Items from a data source
^^^^^^^^^^^^^^^^
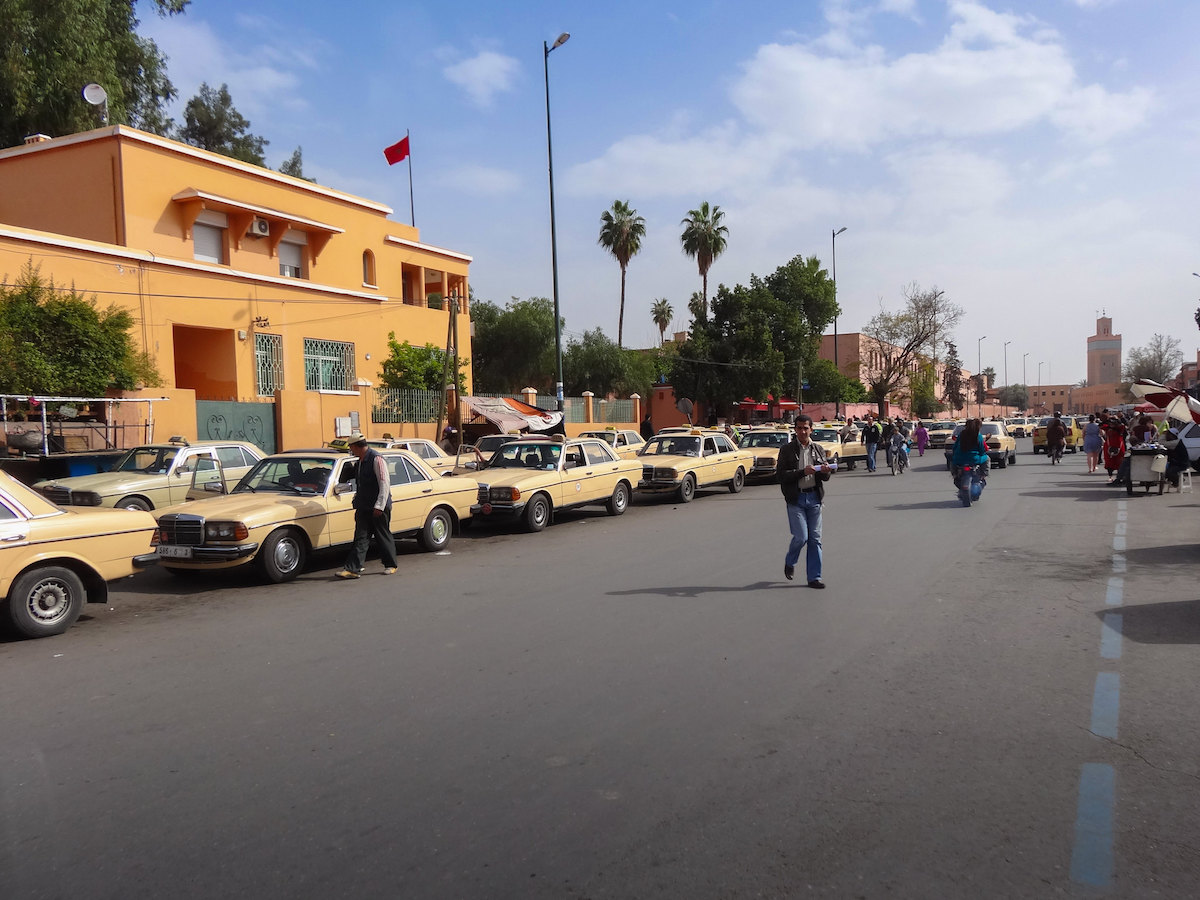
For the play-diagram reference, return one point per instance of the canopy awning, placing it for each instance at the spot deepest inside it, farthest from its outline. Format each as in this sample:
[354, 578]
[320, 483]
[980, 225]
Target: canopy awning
[509, 414]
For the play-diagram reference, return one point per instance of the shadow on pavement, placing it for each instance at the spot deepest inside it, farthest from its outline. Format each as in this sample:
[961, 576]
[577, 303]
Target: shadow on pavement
[1173, 622]
[696, 591]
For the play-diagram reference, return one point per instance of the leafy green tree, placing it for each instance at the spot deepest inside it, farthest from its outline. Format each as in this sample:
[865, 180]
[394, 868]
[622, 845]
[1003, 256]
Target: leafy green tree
[900, 340]
[418, 367]
[953, 389]
[52, 48]
[1159, 360]
[621, 233]
[59, 342]
[294, 166]
[703, 239]
[211, 123]
[661, 312]
[514, 346]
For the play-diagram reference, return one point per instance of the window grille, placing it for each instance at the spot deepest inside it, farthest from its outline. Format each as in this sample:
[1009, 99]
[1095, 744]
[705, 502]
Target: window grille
[328, 365]
[268, 364]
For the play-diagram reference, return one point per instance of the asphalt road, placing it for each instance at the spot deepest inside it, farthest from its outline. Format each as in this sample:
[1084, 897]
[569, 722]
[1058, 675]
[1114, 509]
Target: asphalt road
[642, 707]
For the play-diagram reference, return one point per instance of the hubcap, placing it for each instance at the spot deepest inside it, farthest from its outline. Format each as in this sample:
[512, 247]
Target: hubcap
[49, 601]
[287, 555]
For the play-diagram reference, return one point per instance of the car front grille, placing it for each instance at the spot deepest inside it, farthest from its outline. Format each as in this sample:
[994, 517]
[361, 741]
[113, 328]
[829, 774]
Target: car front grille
[60, 496]
[181, 529]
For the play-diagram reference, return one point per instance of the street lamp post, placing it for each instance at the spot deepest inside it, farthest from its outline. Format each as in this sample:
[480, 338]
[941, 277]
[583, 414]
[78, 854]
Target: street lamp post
[1006, 370]
[553, 240]
[837, 402]
[979, 375]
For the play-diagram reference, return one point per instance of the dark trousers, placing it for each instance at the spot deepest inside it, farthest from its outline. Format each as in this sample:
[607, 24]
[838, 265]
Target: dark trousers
[366, 526]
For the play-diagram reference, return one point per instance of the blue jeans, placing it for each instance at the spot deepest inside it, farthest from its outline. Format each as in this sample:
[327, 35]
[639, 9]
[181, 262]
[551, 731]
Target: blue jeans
[804, 521]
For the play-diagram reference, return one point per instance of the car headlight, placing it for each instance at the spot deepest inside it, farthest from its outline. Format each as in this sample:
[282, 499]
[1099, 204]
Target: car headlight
[226, 532]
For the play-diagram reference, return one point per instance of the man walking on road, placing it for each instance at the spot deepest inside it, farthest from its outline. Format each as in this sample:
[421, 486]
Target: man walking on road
[802, 472]
[871, 436]
[372, 511]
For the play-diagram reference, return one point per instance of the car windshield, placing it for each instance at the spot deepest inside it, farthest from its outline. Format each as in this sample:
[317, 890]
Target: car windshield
[672, 445]
[521, 455]
[291, 474]
[766, 438]
[154, 460]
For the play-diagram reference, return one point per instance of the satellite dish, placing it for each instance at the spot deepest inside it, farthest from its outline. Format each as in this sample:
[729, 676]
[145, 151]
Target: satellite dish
[684, 406]
[99, 97]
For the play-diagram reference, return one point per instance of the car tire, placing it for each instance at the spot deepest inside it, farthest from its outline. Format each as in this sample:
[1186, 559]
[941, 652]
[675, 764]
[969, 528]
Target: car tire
[538, 513]
[282, 556]
[688, 489]
[738, 481]
[437, 532]
[619, 501]
[46, 601]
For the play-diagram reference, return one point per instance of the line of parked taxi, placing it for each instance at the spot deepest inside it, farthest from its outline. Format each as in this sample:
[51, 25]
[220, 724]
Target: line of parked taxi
[215, 505]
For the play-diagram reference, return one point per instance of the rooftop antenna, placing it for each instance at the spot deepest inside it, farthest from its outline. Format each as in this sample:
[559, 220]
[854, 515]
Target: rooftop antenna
[99, 97]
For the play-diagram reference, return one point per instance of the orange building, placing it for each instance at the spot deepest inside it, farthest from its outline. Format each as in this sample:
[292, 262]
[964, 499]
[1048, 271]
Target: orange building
[265, 300]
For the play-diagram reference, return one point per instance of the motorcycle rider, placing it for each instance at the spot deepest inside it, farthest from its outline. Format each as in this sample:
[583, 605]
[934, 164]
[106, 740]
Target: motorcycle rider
[969, 451]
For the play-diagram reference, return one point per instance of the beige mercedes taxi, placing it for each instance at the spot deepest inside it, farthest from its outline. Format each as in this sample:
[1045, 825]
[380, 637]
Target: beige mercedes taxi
[292, 504]
[531, 479]
[53, 559]
[154, 475]
[681, 462]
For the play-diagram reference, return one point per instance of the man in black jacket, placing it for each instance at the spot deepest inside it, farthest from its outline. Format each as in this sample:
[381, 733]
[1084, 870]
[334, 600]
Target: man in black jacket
[372, 511]
[803, 471]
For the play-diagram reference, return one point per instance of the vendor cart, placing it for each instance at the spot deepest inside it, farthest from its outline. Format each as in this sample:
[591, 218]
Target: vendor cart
[1143, 468]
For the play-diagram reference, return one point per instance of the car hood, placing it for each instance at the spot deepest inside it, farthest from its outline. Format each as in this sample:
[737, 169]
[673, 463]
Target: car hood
[106, 484]
[246, 507]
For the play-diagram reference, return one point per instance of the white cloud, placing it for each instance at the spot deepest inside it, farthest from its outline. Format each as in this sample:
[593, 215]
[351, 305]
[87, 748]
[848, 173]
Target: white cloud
[484, 76]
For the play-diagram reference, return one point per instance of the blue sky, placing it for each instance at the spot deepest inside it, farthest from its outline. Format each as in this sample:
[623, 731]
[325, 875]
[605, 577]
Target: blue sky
[1033, 159]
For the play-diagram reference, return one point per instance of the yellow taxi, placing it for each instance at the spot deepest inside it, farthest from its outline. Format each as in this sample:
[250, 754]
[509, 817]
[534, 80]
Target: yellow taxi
[53, 559]
[292, 504]
[529, 479]
[846, 455]
[1074, 435]
[153, 475]
[681, 462]
[625, 443]
[765, 442]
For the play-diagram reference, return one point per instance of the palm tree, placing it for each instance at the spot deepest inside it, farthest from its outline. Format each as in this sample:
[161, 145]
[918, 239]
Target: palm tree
[703, 239]
[621, 233]
[661, 313]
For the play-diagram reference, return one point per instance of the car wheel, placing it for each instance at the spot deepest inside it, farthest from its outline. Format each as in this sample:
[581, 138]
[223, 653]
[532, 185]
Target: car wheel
[688, 489]
[46, 601]
[282, 556]
[619, 501]
[437, 531]
[538, 513]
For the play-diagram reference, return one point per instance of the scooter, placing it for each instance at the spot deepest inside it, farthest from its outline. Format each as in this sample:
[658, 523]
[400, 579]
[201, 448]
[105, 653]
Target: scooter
[970, 481]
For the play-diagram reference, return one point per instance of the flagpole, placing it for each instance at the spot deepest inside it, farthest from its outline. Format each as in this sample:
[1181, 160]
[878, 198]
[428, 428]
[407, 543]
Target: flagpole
[412, 209]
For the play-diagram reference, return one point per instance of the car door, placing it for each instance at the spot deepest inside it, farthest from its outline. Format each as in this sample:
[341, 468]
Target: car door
[339, 502]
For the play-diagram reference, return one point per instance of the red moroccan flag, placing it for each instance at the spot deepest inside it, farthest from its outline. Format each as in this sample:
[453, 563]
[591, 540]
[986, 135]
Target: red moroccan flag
[396, 153]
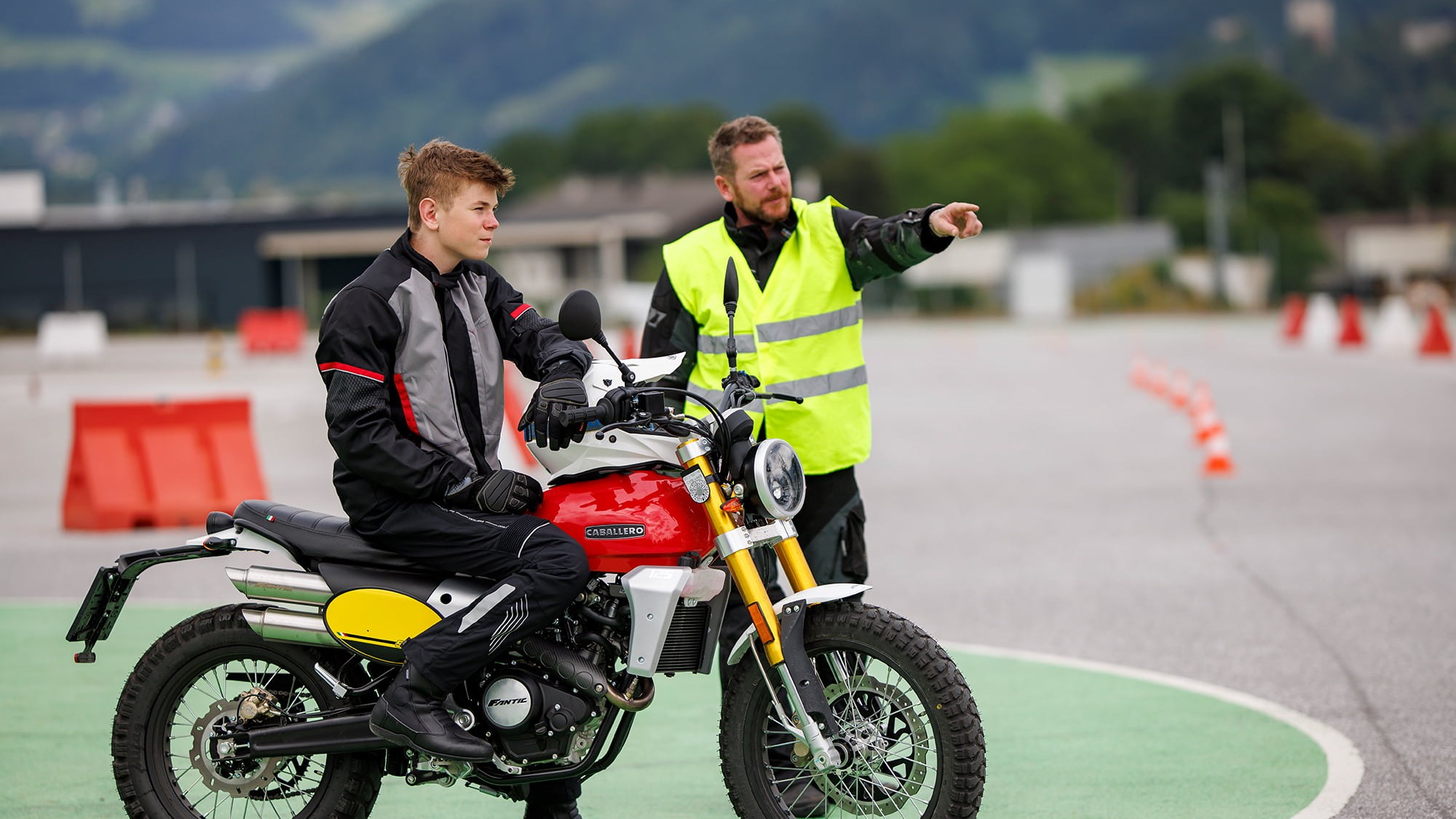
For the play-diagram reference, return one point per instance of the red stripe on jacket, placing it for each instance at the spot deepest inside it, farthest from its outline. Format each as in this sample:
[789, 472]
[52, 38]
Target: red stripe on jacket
^^^^^^^^^^^^^^^^
- [Exercise brief] Will you set down the records word for word while leaving out every picture?

- [Response area]
For the play-diagram reference, return one point per instance of the canopy awning, placing it for each instance at the spot deepest inside it, farthest from its outline. Format each as in this sample:
[354, 578]
[320, 483]
[980, 225]
Target: canopy awning
[509, 414]
For the play-diagram reference, return one point per instance of the shadow on pavement, placing it for each instance at the spot deepest inside it, farthest from its outline. Format each as in this sample:
[961, 576]
[577, 303]
Target: shadow on pavement
[1173, 622]
[696, 591]
For the play-diagram reference, return one point per instance of the leafy green tree, placing it for each instance at the spot deepest inside it, farthest from its outline. Format each as in this sample:
[865, 180]
[394, 868]
[622, 845]
[1003, 256]
Target: leafy green tree
[900, 340]
[418, 367]
[953, 389]
[52, 48]
[1159, 360]
[621, 233]
[59, 342]
[294, 166]
[703, 239]
[211, 123]
[661, 312]
[514, 346]
For the play-diagram reference, return one point per instance of the window grille, placing it for each instance at the spot deepest inside it, farthest from its outline. Format each as in this sample:
[1009, 99]
[1095, 744]
[705, 502]
Target: window grille
[328, 365]
[268, 364]
For the play-diagram reference, return one point per instance of the asphalt road, placing it for each instance at the spot deepest inside it, farthest from its outline. Format each as in this sample:
[1084, 897]
[569, 722]
[1058, 675]
[1114, 509]
Target: asphalt road
[642, 707]
For the play-diagram reference, return one point per instance of the hubcap, placing it for each instance at the spot deepest inside it, farthest from its outline. Format each as in this sample:
[512, 247]
Target: hubcap
[49, 601]
[287, 555]
For the play-diagram reference, return one point per instance of the car front grille, placing it for each instance at the spot deepest inside it, farthest from its outline. Format each as in this sample:
[994, 517]
[361, 741]
[113, 328]
[829, 774]
Target: car front grille
[60, 496]
[181, 529]
For the play-diagram reference, return one point per instance of the street lamp post, placing it for each instance at the spot deepest inside it, farthest from its outline. Format each as in this sample:
[480, 338]
[941, 277]
[583, 414]
[78, 854]
Target: street lamp post
[1006, 370]
[553, 240]
[837, 402]
[979, 375]
For the play-diagram reference, return one point per instance of the dark trousers, placing it for each instance at the spot deepest inside it, farthest from its outline. Format each as in this sample:
[607, 24]
[838, 265]
Target: dark trousers
[366, 526]
For the play-diagram reference, return one point per instance of the blue jeans, placing it for each instance at the spot deepest inside it, farthest from its outline. Format each as in this sample:
[327, 35]
[639, 9]
[181, 262]
[551, 731]
Target: blue jeans
[804, 521]
For the play-diagram reference, return one point per instance of the car headlight, placing it for each instance at the spot deepest inside it, farthest from its outline. Format each as in this sample:
[282, 499]
[1099, 204]
Target: car headlight
[226, 532]
For the play-diagram reference, return one point per instance of the man walking on road, placing it for each instance at the spot deepest inside it, farthest from its outline. Format each as in this sample:
[421, 486]
Target: man walking on road
[802, 472]
[871, 436]
[372, 511]
For the play-diagram reference, return one point per instance of the car windshield, placing it for each instance at the spot deepest inside it, farthest from its outline. Format each as in this sample:
[317, 890]
Target: car windshield
[672, 445]
[521, 455]
[291, 474]
[766, 438]
[154, 460]
For the play-diagram reference, return one point per instance of the satellite dish, placing it for each instance at the spot deepest inside it, farthest from its outline. Format each as in this sample:
[729, 676]
[145, 151]
Target: satellite dish
[684, 406]
[99, 97]
For the play-diagram reference, return one point per instance of the car tire, placing it for each instance at the spot deepest inside it, farthest from its outline. Format each as in this sample:
[1186, 559]
[941, 652]
[675, 764]
[969, 528]
Target: car tire
[538, 513]
[282, 556]
[688, 489]
[738, 481]
[437, 532]
[619, 501]
[46, 601]
For the play-diagram reference, return one point per instance of the line of parked taxi, placing it for each instance at the spot deepest inside it, farthest from its outline. Format each as in this sample:
[51, 25]
[220, 724]
Target: line of parked taxi
[215, 505]
For the play-diagram reference, return one point per instance of the rooftop antenna, placing it for each instance at the spot deepest inside it, farthest from its outline. Format each as in this sample:
[559, 220]
[854, 515]
Target: rooftop antenna
[99, 97]
For the play-diagram reference, return one point per instance of the orange building, placing it for each instance at the spot deepest inside it, farthest from its outline. Format each as in this sample:
[292, 262]
[964, 499]
[1048, 271]
Target: orange building
[265, 300]
For the play-diagram reference, return one point per instance of the motorcycle rider, placing it for each instance at the spot deepest inside it, farthest from its outline. Format each as in this sample:
[583, 605]
[934, 164]
[106, 740]
Target: motorcycle rider
[969, 451]
For the play-diagram reference, return one point per instance of the beige mercedes taxi, placing it for each instance at the spot deepest inside it, farthest from its outline. Format each as in this sample:
[1045, 825]
[380, 637]
Target: beige mercedes taxi
[292, 504]
[531, 479]
[53, 559]
[154, 475]
[681, 462]
For the play-diagram reference, return one point per instance of the man in black jacket, placing it for each instance at the spot deepest inside it, farthest from its outline. Format each as in this sample:
[381, 733]
[1084, 870]
[334, 600]
Target: man in black jacket
[372, 511]
[803, 471]
For the play-diagram reference, return one point per instance of the vendor cart, placing it for each instance at the spot deepest inside it, farthest from its outline. Format each as in this sample:
[591, 218]
Target: vendor cart
[1143, 468]
For the play-diagram reference, return one point per instance of the car hood, placing it for each instance at the spot deepest inside it, farthest from its outline. Format each as in this sample:
[737, 169]
[673, 463]
Target: car hood
[106, 484]
[246, 507]
For the play-diagram reference, return one point per instance of the white cloud, placing it for each instance at the spot deepest inside it, farthest from its outline. Format each as in this sample:
[593, 215]
[351, 305]
[87, 748]
[848, 173]
Target: white cloud
[484, 76]
For the play-diagram reference, return one point per instance of the blue sky, placing it for each instance at the spot deepest inside it, farthest from its outline. Format each as in this sample:
[623, 731]
[325, 875]
[605, 577]
Target: blue sky
[1033, 159]
For the play-diagram reference, return one point per instance of the yellow taxi, placing it for each instance at the spot deepest inside it, farthest from its outline. Format each as in this sample:
[250, 754]
[509, 817]
[534, 80]
Target: yellow taxi
[53, 559]
[292, 504]
[529, 479]
[846, 455]
[1074, 435]
[153, 475]
[681, 462]
[625, 443]
[765, 442]
For the play-diagram reference, return one point per instance of the palm tree, placing it for each instance at the spot deepest inside it, farthest from its outline. Format each as in this sample:
[161, 145]
[918, 239]
Target: palm tree
[703, 239]
[621, 233]
[661, 313]
For the play-diagram reference, return one point per instance of the car wheel, placing it for each instance at the spot deepest inside it, farthest from its outline. Format each as in this sample:
[581, 138]
[223, 653]
[532, 185]
Target: car wheel
[688, 489]
[46, 601]
[282, 556]
[619, 501]
[437, 531]
[538, 513]
For the play-diagram reference, return one point per instance of the scooter, placing it for each instance at the spot deepest inside it, farthest from its outline. Format each as in this sample:
[658, 523]
[400, 579]
[201, 448]
[105, 653]
Target: scooter
[970, 481]
For the play-diagram reference, return one point per instance of the flagpole, placing it for each instance at the spot deepest inside it, farthest from its outline. Format each as in this sample:
[1181, 160]
[878, 198]
[428, 428]
[407, 543]
Target: flagpole
[412, 209]
For the play-diagram reference, return one point per instance of the car door, placing it for each instance at the spot deepest inside it, farthest from its outline. Format each as in this sample:
[341, 468]
Target: car door
[339, 502]
For the play-diagram reference, return one point per instance of the red moroccan flag, placing it for each instance at the spot deepest inside it, farthest from its outline. Format each as in this sample:
[453, 563]
[591, 540]
[986, 135]
Target: red moroccan flag
[396, 153]
For the play-diagram reference, return one point per instance of the red stripe on jacket, placing it for each instance at the spot deepest inside it, farthest from its outline. Format each as in this sample:
[789, 472]
[52, 38]
Target: red stripe on jacket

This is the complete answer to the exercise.